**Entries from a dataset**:
★ ★ ★

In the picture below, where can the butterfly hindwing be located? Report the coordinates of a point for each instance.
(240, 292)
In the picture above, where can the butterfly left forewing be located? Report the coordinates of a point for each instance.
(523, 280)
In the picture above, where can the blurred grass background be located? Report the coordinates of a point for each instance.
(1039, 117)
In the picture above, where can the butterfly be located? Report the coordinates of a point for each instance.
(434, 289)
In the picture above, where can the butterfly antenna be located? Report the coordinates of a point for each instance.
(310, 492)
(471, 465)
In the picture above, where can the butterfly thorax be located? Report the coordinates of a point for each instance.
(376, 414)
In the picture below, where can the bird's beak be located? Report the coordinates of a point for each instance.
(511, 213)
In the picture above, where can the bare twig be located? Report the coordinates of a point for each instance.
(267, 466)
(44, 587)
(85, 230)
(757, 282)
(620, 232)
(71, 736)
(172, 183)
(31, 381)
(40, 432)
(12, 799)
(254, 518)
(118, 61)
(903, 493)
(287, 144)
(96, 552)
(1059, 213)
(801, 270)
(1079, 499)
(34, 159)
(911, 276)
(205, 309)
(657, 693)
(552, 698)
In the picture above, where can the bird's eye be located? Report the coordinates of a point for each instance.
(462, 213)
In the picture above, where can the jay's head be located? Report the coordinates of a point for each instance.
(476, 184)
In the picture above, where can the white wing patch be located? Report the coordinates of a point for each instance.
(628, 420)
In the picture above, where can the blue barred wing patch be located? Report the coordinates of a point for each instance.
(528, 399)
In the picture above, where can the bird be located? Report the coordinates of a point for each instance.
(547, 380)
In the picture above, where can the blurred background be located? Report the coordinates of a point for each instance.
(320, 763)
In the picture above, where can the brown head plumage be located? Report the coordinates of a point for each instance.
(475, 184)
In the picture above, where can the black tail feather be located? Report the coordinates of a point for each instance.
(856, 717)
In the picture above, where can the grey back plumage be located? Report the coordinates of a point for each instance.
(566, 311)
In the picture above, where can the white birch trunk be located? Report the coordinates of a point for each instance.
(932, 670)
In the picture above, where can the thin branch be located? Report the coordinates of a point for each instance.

★ ★ ★

**Given exercise**:
Update the entire material by replacing every "Report the coordinates" with "Give the pixel position" and leaving everything else unchanged.

**Written response**:
In the picture below, where can the butterfly hindwing be located? Give the pixel position of a point for each instance.
(240, 292)
In the picture above, where can the butterfly left forewing be located? Give the pixel position of a point for each instance.
(523, 280)
In the picture above, where can the blurred grass background be located? Give the pixel position of a point for each instance.
(1039, 117)
In the picture above, where can the butterfly be located? Give the pixel position of a point for each instance.
(434, 289)
In the picture above, where can the butterfly antenna be located? Give the pixel position of a point for each instance.
(310, 492)
(471, 465)
In the picture above, where can the butterfly thorax be located? Give the pixel position of a point for each instance.
(376, 414)
In the picture below, where can the bird's beak be located? Give the pixel position of a point for each instance.
(511, 213)
In the picture above, where can the bare twig be located? Give the pixel position of a point for each instance.
(267, 466)
(44, 587)
(85, 230)
(757, 282)
(620, 232)
(71, 736)
(172, 183)
(31, 381)
(40, 432)
(12, 799)
(254, 518)
(118, 61)
(903, 493)
(287, 144)
(96, 552)
(1059, 213)
(801, 270)
(1079, 499)
(34, 159)
(911, 276)
(205, 309)
(657, 693)
(552, 698)
In the picture above, where can the bird's eye be located? Give the pixel position of a point for each instance.
(462, 213)
In the picture above, where can the jay's head be located? Give the pixel position of a point for each instance.
(476, 184)
In the picture above, where can the white wing patch be located? Give the pixel position of a point for each instance.
(628, 420)
In the picture above, where can the blue barred wing patch be located? Give the pixel position of a point for each instance.
(528, 399)
In the picture above, where can the bird be located? Give the pixel position of a point for each instance.
(547, 380)
In the picture above, where can the blurred background be located? Give the pixel position of a point for each instance.
(320, 763)
In the picture above, where can the brown head plumage be located? Give the pixel position of a point for each instance.
(475, 184)
In the picture above, where can the black tail feather be located? Give the pixel position of a point for each instance.
(856, 717)
In the picture above, where can the grey back plumage be located? Give the pixel position of a point for each instance.
(566, 311)
In the picture above, where can the white birch trunk be located? Give the pixel position of a point for each instance.
(932, 670)
In the picture above, where can the thin branch be located? Give the pixel position of a point for each instance.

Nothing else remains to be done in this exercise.